» Gestellte Aufgabe:
Geben Sie das folgende Material unverändert wieder. Beginnen Sie mit der Zeile, die „grass in the photo above.“ enthält, und enden Sie mit dem Ende des Materials, beide Grenzen eingeschlossen.

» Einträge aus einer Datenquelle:
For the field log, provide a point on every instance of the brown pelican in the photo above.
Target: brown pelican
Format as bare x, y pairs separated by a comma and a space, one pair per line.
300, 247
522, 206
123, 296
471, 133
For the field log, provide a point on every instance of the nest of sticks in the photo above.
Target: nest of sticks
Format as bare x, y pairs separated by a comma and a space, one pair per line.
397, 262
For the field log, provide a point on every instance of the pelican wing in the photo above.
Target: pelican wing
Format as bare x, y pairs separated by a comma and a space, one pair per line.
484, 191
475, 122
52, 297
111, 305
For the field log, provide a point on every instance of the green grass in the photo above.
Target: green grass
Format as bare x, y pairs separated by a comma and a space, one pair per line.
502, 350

» Vollständige Antwort:
For the field log, provide a point on every instance of the green grass in the photo above.
Target: green grass
Format as bare x, y pairs separated by a comma and a space, one pair per line.
502, 350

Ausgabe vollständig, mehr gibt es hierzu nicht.